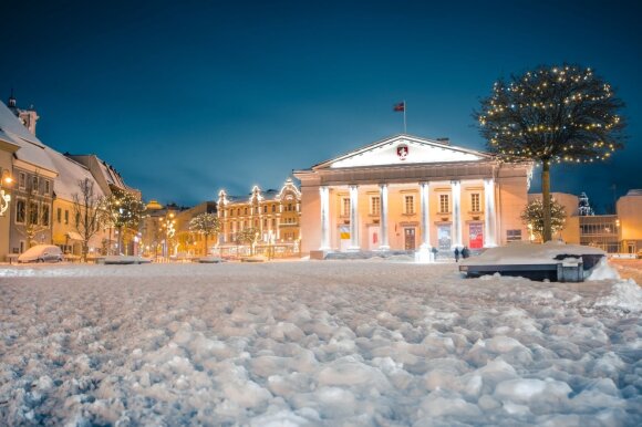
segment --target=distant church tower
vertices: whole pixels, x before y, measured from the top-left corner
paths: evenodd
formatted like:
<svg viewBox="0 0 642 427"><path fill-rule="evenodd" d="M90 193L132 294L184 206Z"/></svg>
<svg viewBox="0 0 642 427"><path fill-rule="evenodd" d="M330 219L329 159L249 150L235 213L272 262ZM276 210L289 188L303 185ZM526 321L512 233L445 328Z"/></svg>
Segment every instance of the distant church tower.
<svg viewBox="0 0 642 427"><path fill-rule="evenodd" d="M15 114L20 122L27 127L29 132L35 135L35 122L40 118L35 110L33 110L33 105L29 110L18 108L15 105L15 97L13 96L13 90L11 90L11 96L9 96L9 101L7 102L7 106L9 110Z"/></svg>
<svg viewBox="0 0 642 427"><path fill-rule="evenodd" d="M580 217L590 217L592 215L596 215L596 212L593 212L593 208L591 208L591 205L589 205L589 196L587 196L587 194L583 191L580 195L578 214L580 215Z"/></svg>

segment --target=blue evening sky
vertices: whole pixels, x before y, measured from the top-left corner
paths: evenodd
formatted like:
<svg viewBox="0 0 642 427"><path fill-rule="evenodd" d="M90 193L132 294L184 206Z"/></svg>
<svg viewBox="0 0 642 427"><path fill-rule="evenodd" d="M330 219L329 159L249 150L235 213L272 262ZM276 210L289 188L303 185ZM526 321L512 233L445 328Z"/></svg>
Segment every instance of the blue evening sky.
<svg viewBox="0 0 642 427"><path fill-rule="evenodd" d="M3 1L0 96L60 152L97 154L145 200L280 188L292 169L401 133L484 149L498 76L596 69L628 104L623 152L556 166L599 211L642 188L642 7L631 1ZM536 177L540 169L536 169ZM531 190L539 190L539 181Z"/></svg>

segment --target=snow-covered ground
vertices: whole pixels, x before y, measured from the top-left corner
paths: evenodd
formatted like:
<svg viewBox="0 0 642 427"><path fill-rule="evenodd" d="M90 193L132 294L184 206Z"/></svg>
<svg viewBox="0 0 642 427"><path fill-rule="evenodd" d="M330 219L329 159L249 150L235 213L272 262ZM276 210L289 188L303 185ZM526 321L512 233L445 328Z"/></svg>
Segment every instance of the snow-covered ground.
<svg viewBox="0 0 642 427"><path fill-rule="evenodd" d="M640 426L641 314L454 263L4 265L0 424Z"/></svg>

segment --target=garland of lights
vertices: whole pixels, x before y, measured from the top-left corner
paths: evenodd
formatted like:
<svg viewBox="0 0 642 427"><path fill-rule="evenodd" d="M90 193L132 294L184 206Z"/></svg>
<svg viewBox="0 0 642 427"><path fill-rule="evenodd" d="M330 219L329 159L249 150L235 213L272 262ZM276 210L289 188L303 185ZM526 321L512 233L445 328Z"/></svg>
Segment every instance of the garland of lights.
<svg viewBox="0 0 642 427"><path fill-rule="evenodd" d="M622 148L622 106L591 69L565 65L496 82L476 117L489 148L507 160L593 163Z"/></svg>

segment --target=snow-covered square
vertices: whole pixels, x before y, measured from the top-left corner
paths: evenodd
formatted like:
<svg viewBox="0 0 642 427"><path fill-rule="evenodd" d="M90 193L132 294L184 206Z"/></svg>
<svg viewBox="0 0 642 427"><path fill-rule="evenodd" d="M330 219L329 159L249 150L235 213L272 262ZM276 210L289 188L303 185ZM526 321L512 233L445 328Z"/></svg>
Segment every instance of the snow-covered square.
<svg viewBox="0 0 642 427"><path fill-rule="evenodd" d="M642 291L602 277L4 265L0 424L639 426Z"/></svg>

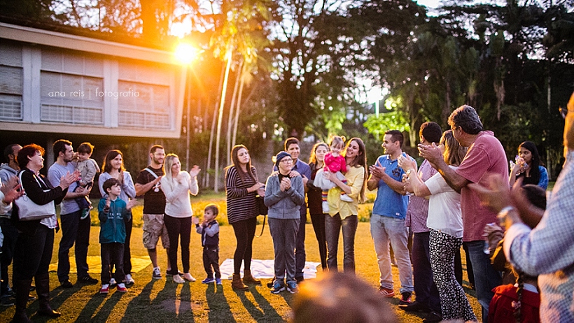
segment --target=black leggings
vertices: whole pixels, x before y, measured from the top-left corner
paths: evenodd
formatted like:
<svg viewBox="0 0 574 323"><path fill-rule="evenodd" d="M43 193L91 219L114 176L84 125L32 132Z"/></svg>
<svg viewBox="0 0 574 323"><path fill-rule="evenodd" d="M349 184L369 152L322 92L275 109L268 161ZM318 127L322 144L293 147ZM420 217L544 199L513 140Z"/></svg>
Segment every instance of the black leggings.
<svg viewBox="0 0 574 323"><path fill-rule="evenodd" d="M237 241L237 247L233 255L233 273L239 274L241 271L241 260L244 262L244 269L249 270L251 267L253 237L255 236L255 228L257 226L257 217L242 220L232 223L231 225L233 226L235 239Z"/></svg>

++++++++++++++++++++

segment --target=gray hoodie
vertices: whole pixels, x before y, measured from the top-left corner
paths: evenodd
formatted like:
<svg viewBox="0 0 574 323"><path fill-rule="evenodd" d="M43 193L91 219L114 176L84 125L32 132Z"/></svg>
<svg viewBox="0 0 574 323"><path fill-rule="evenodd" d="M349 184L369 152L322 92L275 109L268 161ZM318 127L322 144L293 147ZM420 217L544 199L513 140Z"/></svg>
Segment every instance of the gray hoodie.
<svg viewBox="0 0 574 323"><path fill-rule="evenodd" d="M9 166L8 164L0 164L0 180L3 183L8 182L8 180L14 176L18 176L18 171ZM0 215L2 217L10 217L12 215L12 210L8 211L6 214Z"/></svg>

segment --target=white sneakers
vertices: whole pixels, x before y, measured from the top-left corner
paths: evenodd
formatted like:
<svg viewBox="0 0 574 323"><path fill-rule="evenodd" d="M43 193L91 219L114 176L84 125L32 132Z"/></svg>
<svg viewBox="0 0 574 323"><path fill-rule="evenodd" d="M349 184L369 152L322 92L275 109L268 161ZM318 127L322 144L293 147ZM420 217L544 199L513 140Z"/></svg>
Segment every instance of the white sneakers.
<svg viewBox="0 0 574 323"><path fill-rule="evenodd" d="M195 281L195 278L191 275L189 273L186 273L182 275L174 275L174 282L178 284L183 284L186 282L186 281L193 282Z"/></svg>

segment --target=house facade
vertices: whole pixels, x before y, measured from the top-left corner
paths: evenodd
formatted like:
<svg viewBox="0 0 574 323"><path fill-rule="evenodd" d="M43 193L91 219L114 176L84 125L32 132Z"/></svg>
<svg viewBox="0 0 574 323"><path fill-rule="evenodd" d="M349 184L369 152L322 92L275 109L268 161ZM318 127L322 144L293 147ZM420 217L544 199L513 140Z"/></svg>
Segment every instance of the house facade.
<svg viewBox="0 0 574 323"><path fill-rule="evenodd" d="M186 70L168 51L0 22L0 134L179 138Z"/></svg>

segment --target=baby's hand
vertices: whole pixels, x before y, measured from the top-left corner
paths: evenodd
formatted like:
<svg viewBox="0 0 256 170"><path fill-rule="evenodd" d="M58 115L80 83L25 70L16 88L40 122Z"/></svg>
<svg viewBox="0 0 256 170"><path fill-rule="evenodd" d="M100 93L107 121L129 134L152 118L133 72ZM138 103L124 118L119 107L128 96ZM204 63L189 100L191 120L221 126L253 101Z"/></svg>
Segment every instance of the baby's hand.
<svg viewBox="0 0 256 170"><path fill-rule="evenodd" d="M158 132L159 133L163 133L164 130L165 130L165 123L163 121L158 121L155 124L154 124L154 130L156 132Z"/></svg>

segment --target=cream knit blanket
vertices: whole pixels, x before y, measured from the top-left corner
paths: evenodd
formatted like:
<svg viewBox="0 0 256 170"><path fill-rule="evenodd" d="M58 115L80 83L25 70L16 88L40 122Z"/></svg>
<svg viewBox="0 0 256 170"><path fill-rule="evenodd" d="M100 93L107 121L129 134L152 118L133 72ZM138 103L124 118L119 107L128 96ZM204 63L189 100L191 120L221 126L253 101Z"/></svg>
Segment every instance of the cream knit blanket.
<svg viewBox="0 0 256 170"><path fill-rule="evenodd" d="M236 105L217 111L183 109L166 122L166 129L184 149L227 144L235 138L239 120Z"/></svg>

++++++++++++++++++++

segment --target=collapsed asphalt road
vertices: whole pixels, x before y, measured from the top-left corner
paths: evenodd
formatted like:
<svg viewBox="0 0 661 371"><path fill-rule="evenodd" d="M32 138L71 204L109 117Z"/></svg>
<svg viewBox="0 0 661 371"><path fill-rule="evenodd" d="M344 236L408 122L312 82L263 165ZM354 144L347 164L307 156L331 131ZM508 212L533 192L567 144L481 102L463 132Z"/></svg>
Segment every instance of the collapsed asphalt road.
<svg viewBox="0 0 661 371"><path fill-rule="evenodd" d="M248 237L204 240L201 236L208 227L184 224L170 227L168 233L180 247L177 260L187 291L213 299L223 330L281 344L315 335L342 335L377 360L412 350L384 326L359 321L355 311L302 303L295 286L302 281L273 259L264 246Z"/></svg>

++++++++++++++++++++

Your objective ::
Where in the data above does the string "black" appear, counting case? Copy out every line that holds it.

Result ::
segment --target=black leggings
Segment every instance of the black leggings.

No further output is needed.